Print the records again, character for character.

Records contained in a dataset
◇ ◇ ◇ ◇ ◇

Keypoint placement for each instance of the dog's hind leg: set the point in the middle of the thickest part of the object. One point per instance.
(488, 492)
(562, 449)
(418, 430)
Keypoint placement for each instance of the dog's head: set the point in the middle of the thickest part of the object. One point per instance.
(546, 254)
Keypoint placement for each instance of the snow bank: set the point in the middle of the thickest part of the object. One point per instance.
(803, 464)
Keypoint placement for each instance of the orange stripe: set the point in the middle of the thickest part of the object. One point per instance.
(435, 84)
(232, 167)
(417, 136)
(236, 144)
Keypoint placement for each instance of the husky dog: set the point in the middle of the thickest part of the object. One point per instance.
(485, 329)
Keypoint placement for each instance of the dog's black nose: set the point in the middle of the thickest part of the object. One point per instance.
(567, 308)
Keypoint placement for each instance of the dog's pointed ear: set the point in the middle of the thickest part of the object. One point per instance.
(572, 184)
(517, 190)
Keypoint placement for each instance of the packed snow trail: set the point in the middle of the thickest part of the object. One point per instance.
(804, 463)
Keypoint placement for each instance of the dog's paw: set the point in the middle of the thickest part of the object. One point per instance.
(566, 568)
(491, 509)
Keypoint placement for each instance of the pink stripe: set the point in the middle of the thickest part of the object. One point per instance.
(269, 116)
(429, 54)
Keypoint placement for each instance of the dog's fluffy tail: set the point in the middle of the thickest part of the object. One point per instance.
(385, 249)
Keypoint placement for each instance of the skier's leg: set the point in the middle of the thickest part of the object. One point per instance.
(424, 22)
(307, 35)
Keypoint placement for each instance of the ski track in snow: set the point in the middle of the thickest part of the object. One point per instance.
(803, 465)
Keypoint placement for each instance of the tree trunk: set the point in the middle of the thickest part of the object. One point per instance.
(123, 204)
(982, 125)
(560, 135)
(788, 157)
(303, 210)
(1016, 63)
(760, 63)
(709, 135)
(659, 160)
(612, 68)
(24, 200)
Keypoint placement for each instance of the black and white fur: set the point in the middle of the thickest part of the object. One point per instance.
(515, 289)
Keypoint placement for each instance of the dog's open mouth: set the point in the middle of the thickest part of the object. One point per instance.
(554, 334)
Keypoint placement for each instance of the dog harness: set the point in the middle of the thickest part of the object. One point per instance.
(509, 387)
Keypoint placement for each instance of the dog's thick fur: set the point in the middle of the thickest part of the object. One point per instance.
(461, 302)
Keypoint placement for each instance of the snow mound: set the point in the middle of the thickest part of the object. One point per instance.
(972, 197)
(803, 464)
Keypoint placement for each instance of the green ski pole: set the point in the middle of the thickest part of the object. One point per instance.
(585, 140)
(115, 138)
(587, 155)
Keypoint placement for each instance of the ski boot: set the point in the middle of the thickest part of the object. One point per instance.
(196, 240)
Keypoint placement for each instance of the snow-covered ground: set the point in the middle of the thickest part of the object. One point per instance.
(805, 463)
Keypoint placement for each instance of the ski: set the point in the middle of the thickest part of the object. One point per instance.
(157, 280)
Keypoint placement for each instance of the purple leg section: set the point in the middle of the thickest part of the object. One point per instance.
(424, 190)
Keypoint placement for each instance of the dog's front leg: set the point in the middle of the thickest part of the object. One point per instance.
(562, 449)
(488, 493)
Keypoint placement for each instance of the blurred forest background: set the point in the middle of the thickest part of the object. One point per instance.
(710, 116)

◇ ◇ ◇ ◇ ◇

• [RESPONSE TO THE EXERCISE]
Keypoint placement for each instance of the dog's hind leg: set the point in the middle of the thickest part of the object. One point per instance.
(488, 492)
(562, 449)
(418, 430)
Keypoint placement for each instance of the dog's head: set the point in the middle of the thickest part of the object. One point per instance.
(546, 254)
Keypoint placement for each instance of the snow bank: set the point in the middle of the thickest part of the object. One point per instance.
(803, 464)
Keypoint placement for each instance of the orange stripe: set the point in the middle of the thickest part of the object. One point per instance.
(435, 84)
(232, 167)
(417, 136)
(236, 144)
Keypoint placement for each instance of the husky dog: set the point in the middle of the thickest part of the object. One point per instance.
(485, 329)
Keypoint placement for each instance of the dog's black nose: set the point in the middle of the thickest part of the object. One point per instance.
(567, 308)
Keypoint placement for each instance of the dog's pointed ear: set the point in the middle of the thickest part of the object. One point per instance.
(572, 184)
(517, 190)
Keypoint placement for each instance of the packed snow trail: set the point in the middle of the thickest part of the object. One point per instance.
(804, 463)
Keypoint placement for each instance of the dog's paw: set the point in the middle of the thickest part of the object. One point per instance.
(566, 568)
(491, 509)
Keypoint placement for each instance of the pink stripe: set the point in the middle of the thickest part of the object. One point per instance.
(269, 116)
(429, 54)
Keypoint placement for each instance of the dog's fluffy tail: set the point in the middle of the thickest part of the object. One point per instance.
(385, 249)
Keypoint placement for each instance of the skier's leg: set the point in the middle of the thickest part of the object. One point per instance.
(424, 22)
(307, 35)
Keypoint placement for each instance of the ski track in snow: set the point in the middle of the thickest part of the object. One point per instance.
(803, 465)
Keypoint placement for each instance of the tree trunk: set the point in the middle of the thickest part of the object. One point per instance.
(123, 204)
(982, 125)
(560, 135)
(788, 157)
(303, 210)
(1016, 63)
(760, 63)
(709, 135)
(659, 160)
(612, 68)
(24, 200)
Keypoint placement for each instance of the black and white fur: set the point in the middle of the thickest part of the object. One point per instance.
(515, 289)
Keypoint placement for each instance of the dog's open mouth: set the point in the middle of the thickest part of the object. One point per instance.
(554, 334)
Keypoint placement for each instance of the dog harness: set the point in the middle of the thickest part of the object. One point per instance.
(509, 387)
Keypoint placement for each instance of the dog's thick fur: set the point in the middle of the thickest part of the object. One point per instance.
(461, 302)
Keypoint placement for each instance of the snow mound: set the point in the middle of the thickest part of the object. One point per instance.
(972, 197)
(803, 464)
Keypoint placement for each instance of the green ski pole: set the point in the middle of the thickest part of the object. One point per instance.
(585, 140)
(115, 138)
(587, 155)
Keypoint placement for each instance of the ski boot: set the point in the middle of the thickest part of the object. One point per instance.
(196, 240)
Keypoint placement for each instance of the snow-covered ground: set the point in the middle of the thickest part of the object. One point per instance.
(805, 463)
Keypoint placement for each instance of the ski: set the point in the middle of the thickest part of the object. One point per instance.
(157, 280)
Keypoint placement for each instance of the purple leg section: set the point in the middle of the thickest part of the object. One point per instance.
(424, 190)
Keypoint placement for each instance of the dog's front leg: set the point in the middle of the thickest part of the object. One point per instance.
(562, 449)
(488, 493)
Keypoint placement for each instance of the blurred forest background: set the point in the middle of the thickest part of the object. One point per instance.
(710, 116)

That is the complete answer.